EXERCISE DIRECTIONS — Convert the data between the lines holding "Enumerate every chimney" and "xmin=22 ymin=3 xmax=105 ymax=88", inclusive, into a JSON list of strings with one string per line and blank lines omitted.

** Start of EXCERPTED DATA **

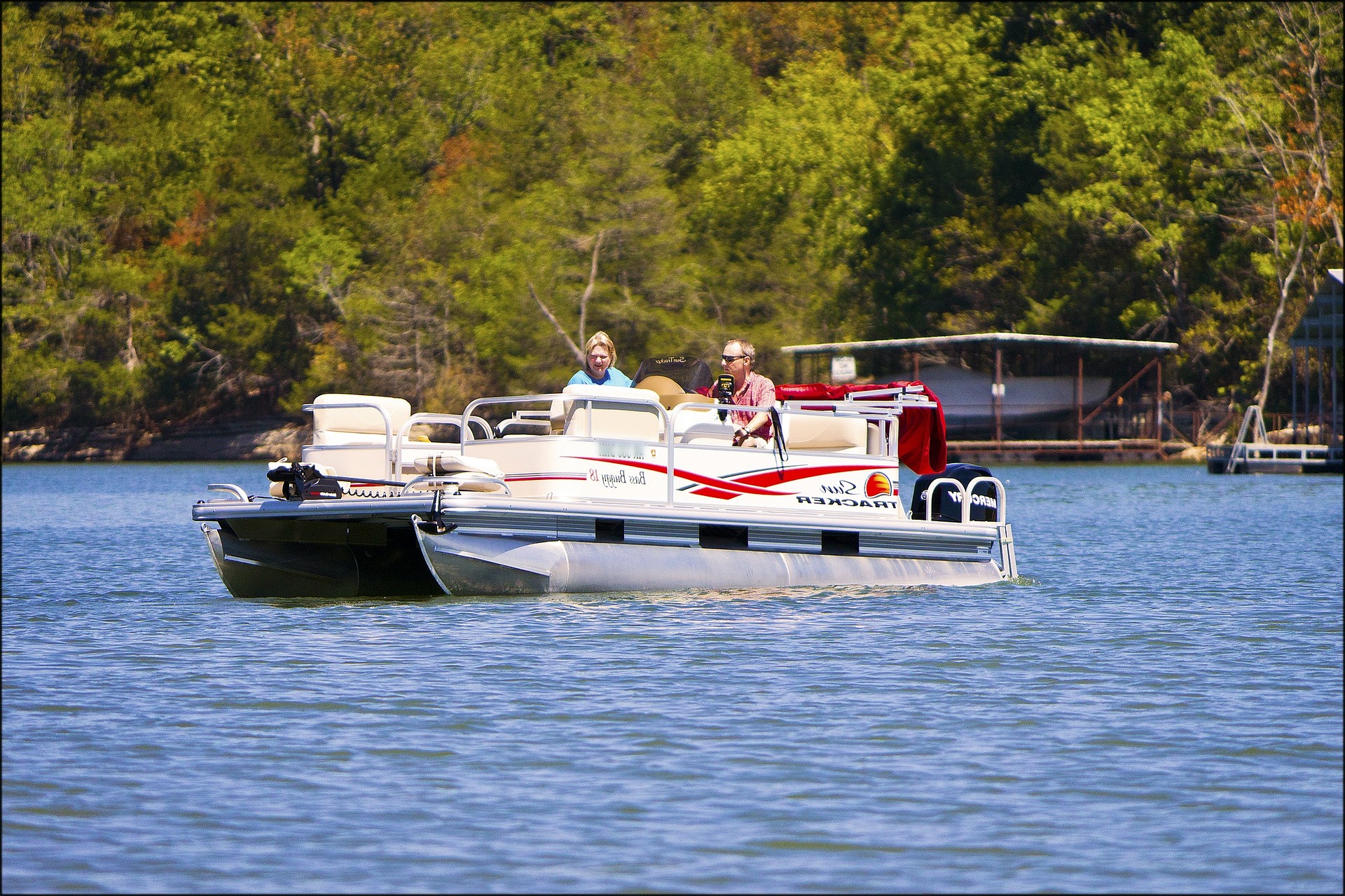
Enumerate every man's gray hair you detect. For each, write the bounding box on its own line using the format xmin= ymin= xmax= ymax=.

** End of EXCERPTED DATA **
** Start of EXCERPTED DATA **

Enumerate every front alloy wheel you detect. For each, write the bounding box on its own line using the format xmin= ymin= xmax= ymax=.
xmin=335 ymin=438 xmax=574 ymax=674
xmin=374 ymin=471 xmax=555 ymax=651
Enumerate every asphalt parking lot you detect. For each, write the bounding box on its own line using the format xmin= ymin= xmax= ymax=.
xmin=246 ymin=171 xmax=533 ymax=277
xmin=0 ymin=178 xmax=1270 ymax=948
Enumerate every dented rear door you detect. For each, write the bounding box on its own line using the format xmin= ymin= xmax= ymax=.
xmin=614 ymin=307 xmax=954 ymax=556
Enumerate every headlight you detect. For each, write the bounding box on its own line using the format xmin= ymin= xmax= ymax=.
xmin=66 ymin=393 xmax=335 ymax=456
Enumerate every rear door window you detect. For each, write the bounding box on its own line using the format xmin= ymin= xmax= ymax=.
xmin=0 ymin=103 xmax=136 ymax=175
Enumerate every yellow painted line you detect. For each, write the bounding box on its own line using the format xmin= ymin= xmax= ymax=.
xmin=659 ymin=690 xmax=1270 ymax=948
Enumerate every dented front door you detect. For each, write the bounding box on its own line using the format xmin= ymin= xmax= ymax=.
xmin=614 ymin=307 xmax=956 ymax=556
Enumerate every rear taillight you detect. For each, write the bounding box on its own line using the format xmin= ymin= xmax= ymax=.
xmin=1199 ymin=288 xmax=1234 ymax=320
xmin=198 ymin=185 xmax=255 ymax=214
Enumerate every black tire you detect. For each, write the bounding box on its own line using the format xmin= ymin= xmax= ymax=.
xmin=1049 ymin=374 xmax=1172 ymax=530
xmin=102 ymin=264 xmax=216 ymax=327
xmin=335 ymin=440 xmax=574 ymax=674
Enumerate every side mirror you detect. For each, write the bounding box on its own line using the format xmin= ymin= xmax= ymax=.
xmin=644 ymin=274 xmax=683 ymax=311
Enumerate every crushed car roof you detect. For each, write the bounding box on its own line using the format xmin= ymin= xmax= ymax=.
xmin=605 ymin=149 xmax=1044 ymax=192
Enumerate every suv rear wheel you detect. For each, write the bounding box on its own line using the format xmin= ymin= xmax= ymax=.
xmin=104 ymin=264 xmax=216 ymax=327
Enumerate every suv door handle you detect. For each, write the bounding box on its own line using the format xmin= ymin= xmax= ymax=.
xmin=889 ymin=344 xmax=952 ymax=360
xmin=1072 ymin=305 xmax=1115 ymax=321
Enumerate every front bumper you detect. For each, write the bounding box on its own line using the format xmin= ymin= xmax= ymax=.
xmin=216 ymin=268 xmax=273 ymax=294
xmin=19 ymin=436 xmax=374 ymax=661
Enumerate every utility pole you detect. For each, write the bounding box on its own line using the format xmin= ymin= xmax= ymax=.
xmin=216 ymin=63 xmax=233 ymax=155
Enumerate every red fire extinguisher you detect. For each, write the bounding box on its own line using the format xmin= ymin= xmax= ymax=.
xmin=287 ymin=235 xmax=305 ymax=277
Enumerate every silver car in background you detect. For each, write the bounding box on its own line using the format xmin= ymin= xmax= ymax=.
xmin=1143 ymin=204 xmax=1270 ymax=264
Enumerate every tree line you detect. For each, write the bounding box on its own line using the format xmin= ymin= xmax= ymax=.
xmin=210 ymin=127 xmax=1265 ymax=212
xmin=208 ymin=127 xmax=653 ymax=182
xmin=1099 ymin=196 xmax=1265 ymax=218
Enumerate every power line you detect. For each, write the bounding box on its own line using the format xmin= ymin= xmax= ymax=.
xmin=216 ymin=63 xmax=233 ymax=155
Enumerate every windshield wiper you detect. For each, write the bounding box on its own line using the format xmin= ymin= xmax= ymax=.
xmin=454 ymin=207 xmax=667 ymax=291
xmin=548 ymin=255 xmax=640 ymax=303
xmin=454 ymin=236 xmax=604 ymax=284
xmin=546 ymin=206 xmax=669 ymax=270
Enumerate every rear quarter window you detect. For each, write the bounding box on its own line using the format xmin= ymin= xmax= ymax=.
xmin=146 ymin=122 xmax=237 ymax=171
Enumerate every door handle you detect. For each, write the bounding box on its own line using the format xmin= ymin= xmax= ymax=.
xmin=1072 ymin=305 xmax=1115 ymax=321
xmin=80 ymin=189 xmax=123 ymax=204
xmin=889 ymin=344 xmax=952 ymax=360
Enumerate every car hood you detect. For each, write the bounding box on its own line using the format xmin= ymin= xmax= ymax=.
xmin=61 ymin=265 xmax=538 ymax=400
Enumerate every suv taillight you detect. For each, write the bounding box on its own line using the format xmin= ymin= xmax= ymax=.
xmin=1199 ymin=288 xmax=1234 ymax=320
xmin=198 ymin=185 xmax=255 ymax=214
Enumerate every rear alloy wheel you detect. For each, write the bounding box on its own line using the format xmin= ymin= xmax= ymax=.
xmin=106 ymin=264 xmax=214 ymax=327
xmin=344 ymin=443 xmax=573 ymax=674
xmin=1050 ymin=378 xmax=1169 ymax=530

** End of EXCERPTED DATA **
** Start of EXCERPTED DATA **

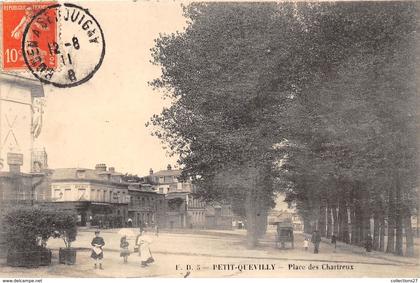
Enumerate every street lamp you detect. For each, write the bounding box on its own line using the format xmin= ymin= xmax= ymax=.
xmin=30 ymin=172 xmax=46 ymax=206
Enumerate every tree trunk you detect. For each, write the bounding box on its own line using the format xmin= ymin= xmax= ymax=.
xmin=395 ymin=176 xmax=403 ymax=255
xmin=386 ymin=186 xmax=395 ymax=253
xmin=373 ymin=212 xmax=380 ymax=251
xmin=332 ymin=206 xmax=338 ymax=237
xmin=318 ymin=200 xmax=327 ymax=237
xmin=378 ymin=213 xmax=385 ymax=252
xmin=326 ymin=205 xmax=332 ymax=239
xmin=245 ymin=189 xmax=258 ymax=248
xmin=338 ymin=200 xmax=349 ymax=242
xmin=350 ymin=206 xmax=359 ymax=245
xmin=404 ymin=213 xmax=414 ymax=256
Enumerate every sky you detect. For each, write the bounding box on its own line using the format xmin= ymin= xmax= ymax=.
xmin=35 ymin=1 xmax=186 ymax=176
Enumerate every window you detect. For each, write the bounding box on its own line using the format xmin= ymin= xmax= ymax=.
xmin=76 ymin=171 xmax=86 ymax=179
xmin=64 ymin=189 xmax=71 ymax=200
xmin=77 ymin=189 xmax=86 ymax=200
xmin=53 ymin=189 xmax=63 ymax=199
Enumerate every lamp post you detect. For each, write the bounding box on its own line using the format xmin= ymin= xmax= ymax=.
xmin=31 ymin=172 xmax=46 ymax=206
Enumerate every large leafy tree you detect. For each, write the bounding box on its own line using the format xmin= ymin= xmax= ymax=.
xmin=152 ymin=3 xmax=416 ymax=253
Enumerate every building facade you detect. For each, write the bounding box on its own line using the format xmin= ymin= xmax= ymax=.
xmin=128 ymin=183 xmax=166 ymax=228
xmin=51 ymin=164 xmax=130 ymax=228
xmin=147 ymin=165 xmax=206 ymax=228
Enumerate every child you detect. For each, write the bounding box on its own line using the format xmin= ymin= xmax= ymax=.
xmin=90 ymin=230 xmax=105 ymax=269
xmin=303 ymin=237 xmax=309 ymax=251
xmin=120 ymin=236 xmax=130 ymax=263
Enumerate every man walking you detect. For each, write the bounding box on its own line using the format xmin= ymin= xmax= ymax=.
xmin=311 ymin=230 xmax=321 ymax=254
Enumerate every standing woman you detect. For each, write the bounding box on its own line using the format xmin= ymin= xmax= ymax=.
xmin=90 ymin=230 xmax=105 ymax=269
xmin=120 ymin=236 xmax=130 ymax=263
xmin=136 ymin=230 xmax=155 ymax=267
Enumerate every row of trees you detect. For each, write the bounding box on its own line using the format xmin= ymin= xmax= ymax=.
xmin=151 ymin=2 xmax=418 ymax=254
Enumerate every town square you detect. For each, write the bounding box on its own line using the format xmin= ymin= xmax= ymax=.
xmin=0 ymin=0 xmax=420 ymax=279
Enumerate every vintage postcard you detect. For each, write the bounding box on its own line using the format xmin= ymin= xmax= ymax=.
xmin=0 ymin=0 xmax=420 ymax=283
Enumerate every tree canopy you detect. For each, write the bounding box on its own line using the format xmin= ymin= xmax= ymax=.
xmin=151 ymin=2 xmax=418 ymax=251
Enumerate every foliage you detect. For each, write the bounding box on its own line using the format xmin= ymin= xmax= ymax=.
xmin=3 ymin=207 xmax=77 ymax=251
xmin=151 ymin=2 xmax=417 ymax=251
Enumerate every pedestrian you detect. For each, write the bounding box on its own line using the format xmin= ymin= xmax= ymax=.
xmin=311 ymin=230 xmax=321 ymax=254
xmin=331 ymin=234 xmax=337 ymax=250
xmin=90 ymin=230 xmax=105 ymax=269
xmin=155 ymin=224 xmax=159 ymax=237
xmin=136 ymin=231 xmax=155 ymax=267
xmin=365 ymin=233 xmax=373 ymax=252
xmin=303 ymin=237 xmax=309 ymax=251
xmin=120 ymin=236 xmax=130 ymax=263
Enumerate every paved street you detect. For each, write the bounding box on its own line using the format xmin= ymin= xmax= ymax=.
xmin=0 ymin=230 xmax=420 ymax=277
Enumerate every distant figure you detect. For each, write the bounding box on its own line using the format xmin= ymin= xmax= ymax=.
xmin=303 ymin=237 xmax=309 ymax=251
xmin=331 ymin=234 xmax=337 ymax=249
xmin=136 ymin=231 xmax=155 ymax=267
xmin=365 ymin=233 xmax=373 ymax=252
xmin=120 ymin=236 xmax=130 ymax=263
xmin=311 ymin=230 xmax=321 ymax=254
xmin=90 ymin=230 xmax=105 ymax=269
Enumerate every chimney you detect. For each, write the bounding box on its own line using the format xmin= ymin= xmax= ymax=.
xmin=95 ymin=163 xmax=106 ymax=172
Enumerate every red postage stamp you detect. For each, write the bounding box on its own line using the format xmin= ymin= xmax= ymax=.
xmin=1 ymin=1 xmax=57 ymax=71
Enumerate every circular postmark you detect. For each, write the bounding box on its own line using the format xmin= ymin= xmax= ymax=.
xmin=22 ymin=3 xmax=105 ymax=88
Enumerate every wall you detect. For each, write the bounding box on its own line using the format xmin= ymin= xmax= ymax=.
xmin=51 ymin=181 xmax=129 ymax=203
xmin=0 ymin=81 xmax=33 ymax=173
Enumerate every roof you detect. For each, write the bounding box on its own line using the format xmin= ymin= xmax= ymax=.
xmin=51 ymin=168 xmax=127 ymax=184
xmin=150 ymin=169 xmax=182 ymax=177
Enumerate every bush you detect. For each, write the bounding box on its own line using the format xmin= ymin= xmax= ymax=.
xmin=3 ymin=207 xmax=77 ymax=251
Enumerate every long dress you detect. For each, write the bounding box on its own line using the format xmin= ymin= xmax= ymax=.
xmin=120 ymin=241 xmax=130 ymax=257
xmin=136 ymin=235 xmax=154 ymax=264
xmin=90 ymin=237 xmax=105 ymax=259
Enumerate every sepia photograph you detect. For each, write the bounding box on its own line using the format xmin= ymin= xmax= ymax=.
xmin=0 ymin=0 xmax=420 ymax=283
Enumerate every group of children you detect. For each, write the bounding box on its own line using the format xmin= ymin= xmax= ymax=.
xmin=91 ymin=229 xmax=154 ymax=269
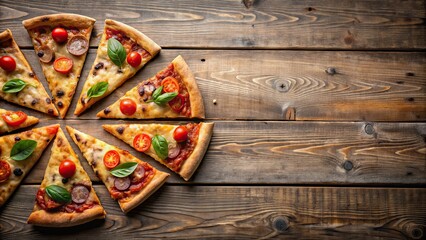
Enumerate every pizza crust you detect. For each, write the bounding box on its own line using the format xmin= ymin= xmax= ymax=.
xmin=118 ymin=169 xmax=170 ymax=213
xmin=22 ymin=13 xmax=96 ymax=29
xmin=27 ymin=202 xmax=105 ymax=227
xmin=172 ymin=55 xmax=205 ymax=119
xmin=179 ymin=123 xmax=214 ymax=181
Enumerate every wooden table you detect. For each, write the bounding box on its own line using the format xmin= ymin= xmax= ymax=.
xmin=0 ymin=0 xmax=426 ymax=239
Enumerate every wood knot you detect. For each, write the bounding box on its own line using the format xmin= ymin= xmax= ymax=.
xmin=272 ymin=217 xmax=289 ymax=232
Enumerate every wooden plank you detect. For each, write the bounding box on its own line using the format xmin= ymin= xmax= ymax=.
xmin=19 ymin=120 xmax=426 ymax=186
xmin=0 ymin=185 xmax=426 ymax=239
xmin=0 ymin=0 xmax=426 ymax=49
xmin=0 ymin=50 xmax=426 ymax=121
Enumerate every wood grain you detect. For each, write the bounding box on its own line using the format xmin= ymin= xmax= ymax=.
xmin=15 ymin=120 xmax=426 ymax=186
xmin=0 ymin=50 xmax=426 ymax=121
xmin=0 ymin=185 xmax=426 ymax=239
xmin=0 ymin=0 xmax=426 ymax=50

** End of EXCERPTED DATA **

OUTPUT OF THE EXERCISE —
[
  "Enumerate every chimney you detect. For each, write the bounding box on its own line using the format xmin= ymin= xmax= ymax=.",
  "xmin=95 ymin=163 xmax=106 ymax=172",
  "Enumerate every red postage stamp you detect. For each, write the bounding box on its own line using the format xmin= ymin= xmax= ymax=.",
  "xmin=1 ymin=1 xmax=57 ymax=71",
  "Enumerate every circular postmark you detect. For each, write the bounding box on its own line using the format xmin= ymin= xmax= ymax=.",
  "xmin=22 ymin=3 xmax=105 ymax=88"
]